DOCUMENT EXCERPT Start Marker
Once you take that baby home there are a million more things that you need to let go of, physically and emotionally. You have to let go of sleep and having a clean house. Getting yourself back onto your mat after birth is a whole other topic!
I have taught many pregnant women yoga, many of them friends of mine who were going through their pregnancies at the same time I was. It was interesting to hear about their experiences because some were so different than mine and some very similar. I took all of this information along with the pregnancy modifications that I learned through my training and compiled a packet of guidelines for our pregnant students. 3 Bridges Yoga is committed to keeping our students safe and successful in their practices, especially during pregnancy and after birth. Check out our video here.
DOCUMENT EXCERPT End Marker
AVAILABLE DATA Start Marker
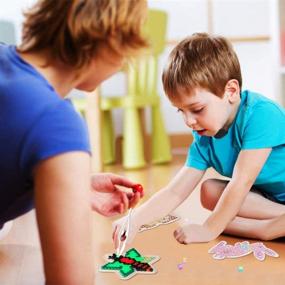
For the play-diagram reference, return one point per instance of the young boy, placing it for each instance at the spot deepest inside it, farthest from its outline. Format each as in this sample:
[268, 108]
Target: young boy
[240, 134]
[44, 148]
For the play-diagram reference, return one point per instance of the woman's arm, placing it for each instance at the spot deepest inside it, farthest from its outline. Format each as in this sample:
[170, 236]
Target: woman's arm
[62, 199]
[161, 203]
[170, 197]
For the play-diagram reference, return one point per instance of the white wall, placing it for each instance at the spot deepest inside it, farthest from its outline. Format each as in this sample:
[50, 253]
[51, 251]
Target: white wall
[233, 18]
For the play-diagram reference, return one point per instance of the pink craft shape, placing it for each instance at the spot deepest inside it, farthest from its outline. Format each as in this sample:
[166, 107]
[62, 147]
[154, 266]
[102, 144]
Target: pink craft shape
[260, 251]
[223, 250]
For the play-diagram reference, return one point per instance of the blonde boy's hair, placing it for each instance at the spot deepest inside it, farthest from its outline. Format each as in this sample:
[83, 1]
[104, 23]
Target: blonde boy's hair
[201, 61]
[72, 30]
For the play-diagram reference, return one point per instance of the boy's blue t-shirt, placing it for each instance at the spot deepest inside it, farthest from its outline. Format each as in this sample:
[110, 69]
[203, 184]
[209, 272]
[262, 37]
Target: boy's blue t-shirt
[35, 124]
[259, 123]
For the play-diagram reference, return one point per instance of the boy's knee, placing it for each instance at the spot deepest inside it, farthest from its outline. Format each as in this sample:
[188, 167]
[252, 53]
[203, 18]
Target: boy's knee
AVAILABLE DATA End Marker
__REQUIREMENT 1__.
Could you rewrite the stretch of the yoga passage from "I have taught" through "our video here.", putting "recommendations" in place of "guidelines"?
__REQUIREMENT 2__.
How would the passage about yoga during pregnancy and after birth carry on from its final sentence? Write the next part.

__EXERCISE RESULT 1__.
I have taught many pregnant women yoga, many of them friends of mine who were going through their pregnancies at the same time I was. It was interesting to hear about their experiences because some were so different than mine and some very similar. I took all of this information along with the pregnancy modifications that I learned through my training and compiled a packet of recommendations for our pregnant students. 3 Bridges Yoga is committed to keeping our students safe and successful in their practices, especially during pregnancy and after birth. Check out our video here.

__EXERCISE RESULT 2__.
This blog was inspired by one of my friends and fellow yogi and mom, Val McNally. Val came to yoga to support Bjorn and I at 3 Bridges. She is athletic, strong, tall, and graceful, but I always joked that I wouldn’t want to meet her in a dark alley!! Val was one month ahead of me in her pregnancy with her daughter Alta and in my eyes as a teacher there was nothing Val couldn’t do, she was invincible!! She was coming to yoga towards the end of her pregnancy while having contractions!! She was hard core and I was amazed by her. Val has had her setbacks as have I yet we have experienced the joy of motherhood, experienced the road to healing, and experienced the reality of letting go.
Here is Val and her two wonderful children.
1. How long have you been practicing yoga and what got you started?
I started practicing yoga in March of 2011 to support you and 3 Bridges. I was 12 weeks pregnant.
2. What pose(s)has given you the most benefits, which one is most difficult?
My body feels the most release of tension in rag-doll. I dont know, there is something to be said about just letting your head dangle. Pigeon and fish are by far the most wrenching on my body.
3. What was the most challenging thing in your practice during pregnancy, what about after birth?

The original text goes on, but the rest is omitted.